Given exercise 1: Convert the records, from the line containing "I would appreciate it if you could identify the green" through the final line of the records, inclusive, into a numbered list, omitting any blank lines.

Extracted text:
## BEGIN

Check if a number is int or float

Question

Use isinstance.

>>> x = 12
>>> isinstance(x, int)
True
>>> y = 12.0
>>> isinstance(y, float)
True

So:

>>> if isinstance(x, int):
        print 'x is a int!'

x is a int!

EDIT:

As pointed out, in case of long integers, the above won't work. So you need to do:

>>> x = 12L
>>> import numbers
>>> isinstance(x, numbers.Integral)
True
>>> isinstance(x, int)
False

I like @ninjagecko's answer the most.

This would also work:

for Python 2.x

isinstance(n, (int, long, float)) 

Python 3.x doesn't have long

isinstance(n, (int, float))

there is also type complex for complex numbers

One-liner:

isinstance(yourNumber, numbers.Real)

This avoids some problems:

>>> isinstance(99**10,int)
False

Demo:

>>> import numbers

>>> someInt = 10
>>> someLongInt = 100000L
>>> someFloat = 0.5

>>> isinstance(someInt, numbers.Real)
True
>>> isinstance(someLongInt, numbers.Real)
True
>>> isinstance(someFloat, numbers.Real)
True

It's easier to ask forgiveness than ask permission. Simply perform the operation. If it works, the object was of an acceptable, suitable, proper type. If the operation doesn't work, the object was not of a suitable type. Knowing the type rarely helps.

Simply attempt the operation and see if it works.

inNumber = somenumber
try:
    inNumberint = int(inNumber)
    print "this number is an int"
except ValueError:
    pass
try:
    inNumberfloat = float(inNumber)
    print "this number is a float"
except ValueError:
    pass

What you can do too is usingtype() Example:

if type(inNumber) == int : print "This number is an int"
elif type(inNumber) == float : print "This number is a float"

You can use modulo to determine if x is an integer numerically. The isinstance(x, int) method only determines if x is an integer by type:

def isInt(x):
    if x%1 == 0:
        print "X is an integer"
    else:
        print "X is not an integer"

## END

Data shown:

## BEGIN

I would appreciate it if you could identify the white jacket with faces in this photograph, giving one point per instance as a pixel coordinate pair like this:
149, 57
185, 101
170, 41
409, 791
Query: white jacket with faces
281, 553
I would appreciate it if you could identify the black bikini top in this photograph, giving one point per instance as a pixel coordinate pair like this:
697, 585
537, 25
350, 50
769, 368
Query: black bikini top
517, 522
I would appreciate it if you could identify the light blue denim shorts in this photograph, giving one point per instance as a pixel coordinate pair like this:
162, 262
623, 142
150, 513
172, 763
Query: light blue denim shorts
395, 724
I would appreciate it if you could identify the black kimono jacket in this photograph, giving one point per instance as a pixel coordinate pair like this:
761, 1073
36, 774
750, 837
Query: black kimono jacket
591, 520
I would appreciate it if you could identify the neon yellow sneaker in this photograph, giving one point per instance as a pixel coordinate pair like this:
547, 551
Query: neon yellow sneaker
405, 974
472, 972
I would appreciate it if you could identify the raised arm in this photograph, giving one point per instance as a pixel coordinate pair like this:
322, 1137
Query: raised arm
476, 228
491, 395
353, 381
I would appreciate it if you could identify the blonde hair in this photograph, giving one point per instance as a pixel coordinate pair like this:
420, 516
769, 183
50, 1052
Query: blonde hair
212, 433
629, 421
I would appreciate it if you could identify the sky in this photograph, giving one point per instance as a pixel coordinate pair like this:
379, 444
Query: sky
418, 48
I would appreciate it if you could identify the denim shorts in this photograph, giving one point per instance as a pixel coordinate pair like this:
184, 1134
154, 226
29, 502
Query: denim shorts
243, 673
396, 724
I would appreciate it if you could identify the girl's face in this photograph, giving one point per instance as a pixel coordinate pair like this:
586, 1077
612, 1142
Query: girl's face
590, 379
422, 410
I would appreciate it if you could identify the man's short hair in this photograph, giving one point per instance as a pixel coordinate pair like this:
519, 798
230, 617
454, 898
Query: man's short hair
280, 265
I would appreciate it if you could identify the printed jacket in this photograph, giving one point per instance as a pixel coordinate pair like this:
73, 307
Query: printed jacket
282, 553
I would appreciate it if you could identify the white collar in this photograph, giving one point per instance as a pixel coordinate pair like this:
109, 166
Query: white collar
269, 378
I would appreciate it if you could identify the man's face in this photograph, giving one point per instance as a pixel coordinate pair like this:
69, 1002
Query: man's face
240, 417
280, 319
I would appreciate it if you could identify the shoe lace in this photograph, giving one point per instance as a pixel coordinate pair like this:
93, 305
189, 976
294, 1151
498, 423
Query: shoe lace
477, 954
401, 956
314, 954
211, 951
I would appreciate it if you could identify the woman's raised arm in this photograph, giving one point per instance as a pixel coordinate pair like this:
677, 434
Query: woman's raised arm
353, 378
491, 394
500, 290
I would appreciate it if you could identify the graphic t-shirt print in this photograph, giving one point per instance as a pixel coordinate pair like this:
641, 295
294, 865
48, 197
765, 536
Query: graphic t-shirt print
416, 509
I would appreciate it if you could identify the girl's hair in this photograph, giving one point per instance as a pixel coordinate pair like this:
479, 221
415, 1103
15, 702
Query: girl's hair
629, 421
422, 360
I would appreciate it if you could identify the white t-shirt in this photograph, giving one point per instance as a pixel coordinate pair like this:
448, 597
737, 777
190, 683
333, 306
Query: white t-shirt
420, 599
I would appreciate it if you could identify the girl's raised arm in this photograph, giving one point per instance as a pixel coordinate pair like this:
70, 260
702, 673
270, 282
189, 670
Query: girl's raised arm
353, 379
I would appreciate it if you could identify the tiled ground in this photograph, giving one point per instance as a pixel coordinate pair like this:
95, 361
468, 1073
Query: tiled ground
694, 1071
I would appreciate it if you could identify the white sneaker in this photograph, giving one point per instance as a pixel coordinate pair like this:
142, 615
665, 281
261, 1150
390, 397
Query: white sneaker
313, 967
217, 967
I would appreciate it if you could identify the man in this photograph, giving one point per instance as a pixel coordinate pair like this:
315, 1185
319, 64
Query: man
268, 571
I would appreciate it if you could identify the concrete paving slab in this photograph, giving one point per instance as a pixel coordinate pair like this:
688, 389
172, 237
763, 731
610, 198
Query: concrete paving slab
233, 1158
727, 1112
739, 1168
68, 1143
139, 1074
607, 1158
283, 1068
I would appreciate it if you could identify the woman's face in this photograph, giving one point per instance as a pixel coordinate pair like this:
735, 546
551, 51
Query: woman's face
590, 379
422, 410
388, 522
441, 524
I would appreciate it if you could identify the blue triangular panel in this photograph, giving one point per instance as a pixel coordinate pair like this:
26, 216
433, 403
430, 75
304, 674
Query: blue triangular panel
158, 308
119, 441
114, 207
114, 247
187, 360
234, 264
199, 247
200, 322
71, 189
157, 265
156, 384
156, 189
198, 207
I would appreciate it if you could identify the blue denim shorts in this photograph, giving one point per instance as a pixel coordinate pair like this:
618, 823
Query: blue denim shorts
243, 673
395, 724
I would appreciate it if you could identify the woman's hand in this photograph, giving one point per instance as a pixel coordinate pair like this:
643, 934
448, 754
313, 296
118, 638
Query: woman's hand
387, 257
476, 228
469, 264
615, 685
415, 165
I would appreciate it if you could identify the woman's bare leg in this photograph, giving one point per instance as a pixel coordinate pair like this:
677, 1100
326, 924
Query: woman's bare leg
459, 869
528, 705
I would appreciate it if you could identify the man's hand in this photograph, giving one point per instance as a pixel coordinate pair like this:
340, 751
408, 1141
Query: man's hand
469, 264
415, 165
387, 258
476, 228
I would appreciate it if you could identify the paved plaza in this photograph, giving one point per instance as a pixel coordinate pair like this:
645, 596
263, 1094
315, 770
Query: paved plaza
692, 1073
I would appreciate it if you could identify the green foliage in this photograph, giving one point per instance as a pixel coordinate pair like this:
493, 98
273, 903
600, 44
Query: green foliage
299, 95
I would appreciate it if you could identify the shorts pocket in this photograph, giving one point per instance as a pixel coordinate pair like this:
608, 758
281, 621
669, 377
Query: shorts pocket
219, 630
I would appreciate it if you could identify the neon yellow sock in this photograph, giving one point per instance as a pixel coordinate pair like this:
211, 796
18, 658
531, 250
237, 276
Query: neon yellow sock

## END

Given exercise 2: In the thread on checking whether a number is an int or a float, which Python version is said not to have long?

Response 1:
1. I would appreciate it if you could identify the green foliage in this photograph, giving one point per instance as a pixel coordinate pair like this:
2. 493, 98
3. 273, 903
4. 600, 44
5. Query: green foliage
6. 299, 95
7. I would appreciate it if you could identify the shorts pocket in this photograph, giving one point per instance as a pixel coordinate pair like this:
8. 608, 758
9. 281, 621
10. 669, 377
11. Query: shorts pocket
12. 219, 630
13. I would appreciate it if you could identify the neon yellow sock in this photograph, giving one point per instance as a pixel coordinate pair like this:
14. 211, 796
15. 18, 658
16. 531, 250
17. 237, 276
18. Query: neon yellow sock

Response 2: Python 3.x